─── EXCERPTED TEXT

Unchecked and Unpunished: New Report Examines How Torture Became Normal in India
by Alejandra Vicente, REDRESS Head of Law
In 2024 alone, India’s National Human Rights Commission (NHRC), an oversight body, recorded 130 new custodial deaths complaints, pushing the total pending cases before this body to over 2,400. This figure, while jarring, represents only the tip of the iceberg and does not reflect the full reality of State violence in India. Behind police station walls and beyond court-sanctioned detention, torture and inhumane treatment are not just occurring — they have become part of the institutional machinery: a routine tool of law enforcement. Today, torture in India is systemic and largely unchecked.
India’s ongoing failure to ratify the UN Convention against Torture (UNCAT), nearly three decades after signing it, is both a symptom and a cause of the impunity that persists. The absence of a specific legal prohibition on torture in domestic law has enabled State authorities — particularly the police, security forces, and armed personnel — to operate without fearing the consequences. In a democracy that constitutionally guarantees dignity, this is a crisis of law and justice.

──────

**THINGS TO DO**
(1) Answer these questions from the article on torture in India:
(a) How many new custodial death complaints did the NHRC record in 2024?
(b) What total number of pending cases before the NHRC do those complaints push past?
(c) Which convention has India signed but not ratified?
(2) Please rewrite the article on torture in India between "India’s ongoing failure" and "law and justice.", inclusive, swapping "democracy" for "republic".
(3) Extend the article on torture in India by writing what comes after its final sentence.
The data below the article comes from a separate source.

─── SUPPLIED INFORMATION

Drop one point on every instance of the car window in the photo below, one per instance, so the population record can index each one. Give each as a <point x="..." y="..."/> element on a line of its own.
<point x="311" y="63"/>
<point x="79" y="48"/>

──────

**RESULTS**
(1)
(a) 130
(b) 2,400
(c) The UN Convention against Torture (UNCAT)

(2)
India’s ongoing failure to ratify the UN Convention against Torture (UNCAT), nearly three decades after signing it, is both a symptom and a cause of the impunity that persists. The absence of a specific legal prohibition on torture in domestic law has enabled State authorities — particularly the police, security forces, and armed personnel — to operate without fearing the consequences. In a republic that constitutionally guarantees dignity, this is a crisis of law and justice.

(3)
A new report launched by REDRESS provides further proof of this disturbing picture: torture is used to extract confessions, gather information, silence dissent, punish marginalised groups, and maintain control. Our report builds on years of documentation by Indian civil society organisations and courageous human rights defenders who, often at great personal risk, have exposed patterns of State abuse.
Protections routinely flouted
India’s legal framework provides theoretical safeguards for those in detention, including the right to legal representation and timely appearance before a magistrate. The Supreme Court has also issued guidelines for installing CCTV cameras in police stations to deter abuse. Yet in practice, these protections are routinely flouted or undermined. Recent criminal law reforms have expanded police powers while weakening oversight — increasing the likelihood of custodial torture.
Survivors of torture face a daunting path to justice. Police frequently refuse to register complaints; investigations are delayed or manipulated; and prosecutions, when they occur, rarely lead to convictions. Oversight bodies like the NHRC are under-resourced and largely toothless. Even Police Complaints Authorities — meant to act as independent monitors — where operational, remain reliant on the very forces they are meant to scrutinise.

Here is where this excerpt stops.